CONSEGNA –
Trova nei dati seguenti ogni riga in cui compare la stringa "groom" e ricopiala.

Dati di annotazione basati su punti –
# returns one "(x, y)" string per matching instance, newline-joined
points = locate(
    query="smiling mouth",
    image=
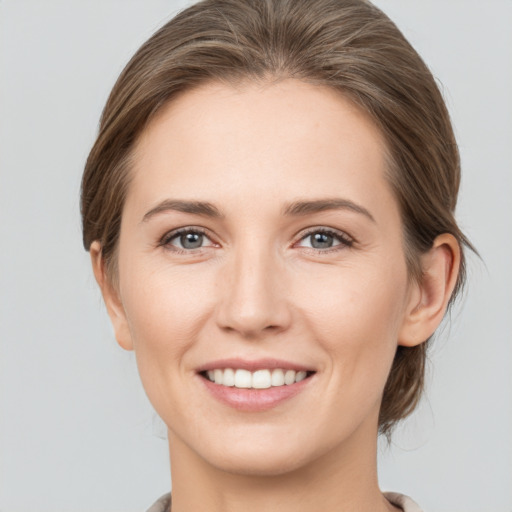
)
==
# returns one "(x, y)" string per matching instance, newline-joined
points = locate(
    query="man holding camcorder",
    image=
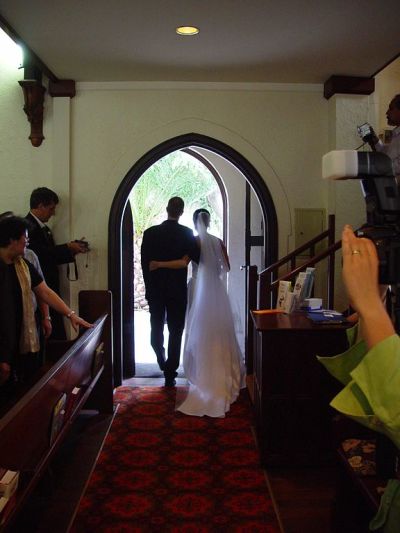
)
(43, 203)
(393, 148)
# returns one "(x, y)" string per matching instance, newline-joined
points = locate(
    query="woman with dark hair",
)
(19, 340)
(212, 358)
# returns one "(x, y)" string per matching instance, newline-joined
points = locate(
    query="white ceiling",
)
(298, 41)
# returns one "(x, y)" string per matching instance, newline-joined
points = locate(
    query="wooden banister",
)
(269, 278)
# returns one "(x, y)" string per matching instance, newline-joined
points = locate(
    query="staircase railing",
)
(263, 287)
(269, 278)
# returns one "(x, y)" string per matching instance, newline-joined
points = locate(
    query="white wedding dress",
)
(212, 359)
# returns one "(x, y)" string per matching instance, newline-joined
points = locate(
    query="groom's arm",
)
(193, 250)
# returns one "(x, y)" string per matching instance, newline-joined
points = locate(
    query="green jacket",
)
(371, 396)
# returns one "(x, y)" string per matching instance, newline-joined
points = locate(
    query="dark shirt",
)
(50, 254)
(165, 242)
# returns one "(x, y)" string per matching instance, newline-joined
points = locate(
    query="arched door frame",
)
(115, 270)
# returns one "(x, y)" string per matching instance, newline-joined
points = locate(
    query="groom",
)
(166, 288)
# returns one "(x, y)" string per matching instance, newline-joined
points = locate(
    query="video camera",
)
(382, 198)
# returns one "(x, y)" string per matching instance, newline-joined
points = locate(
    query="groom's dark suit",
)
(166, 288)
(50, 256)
---
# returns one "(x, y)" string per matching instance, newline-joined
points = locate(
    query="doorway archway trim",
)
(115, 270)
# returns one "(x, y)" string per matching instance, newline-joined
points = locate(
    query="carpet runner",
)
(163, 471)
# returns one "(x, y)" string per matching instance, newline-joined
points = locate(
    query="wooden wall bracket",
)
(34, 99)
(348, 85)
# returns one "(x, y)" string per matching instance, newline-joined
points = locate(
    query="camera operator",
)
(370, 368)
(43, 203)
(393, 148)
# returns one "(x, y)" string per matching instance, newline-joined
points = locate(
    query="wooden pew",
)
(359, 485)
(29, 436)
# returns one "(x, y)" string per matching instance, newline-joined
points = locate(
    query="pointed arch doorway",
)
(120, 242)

RISULTATO ATTESO –
    query="groom's arm",
    query="groom",
    query="groom's dark suit",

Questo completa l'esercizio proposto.